Stated goal ▸
Can you find every line in the entries below that contains the word "each" and copy those lines out in full?

Material for the task ▸
□ □ □ □

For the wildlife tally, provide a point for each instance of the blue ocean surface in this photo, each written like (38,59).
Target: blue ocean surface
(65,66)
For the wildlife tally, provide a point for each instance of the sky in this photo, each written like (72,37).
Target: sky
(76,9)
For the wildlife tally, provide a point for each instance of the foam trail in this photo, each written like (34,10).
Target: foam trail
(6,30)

□ □ □ □

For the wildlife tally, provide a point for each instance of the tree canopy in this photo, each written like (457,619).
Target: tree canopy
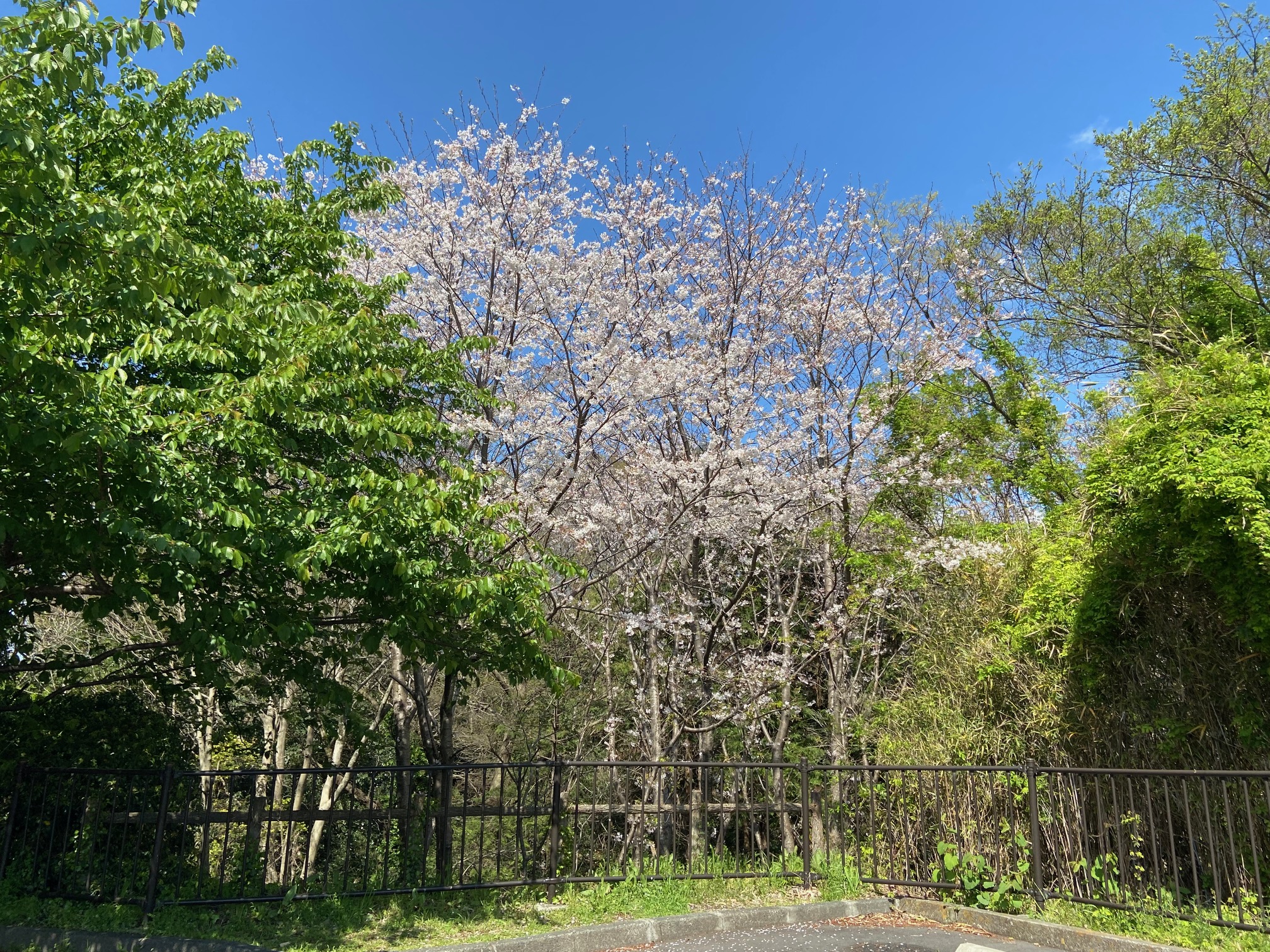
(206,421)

□ □ □ □

Solution for this exercise ▸
For the wildlife tally, provide a point for each instance of the blue ocean surface in this photo, each written like (38,59).
For the wildlife tally, provide a point for each instance of the sky in this photo, each written like (72,37).
For the wildlife tally, provide a point for each instance of the foam trail in this photo, each written like (34,10).
For the wildlife tally, provide a point for each instance of the tree canopy in this photo, each written like (457,619).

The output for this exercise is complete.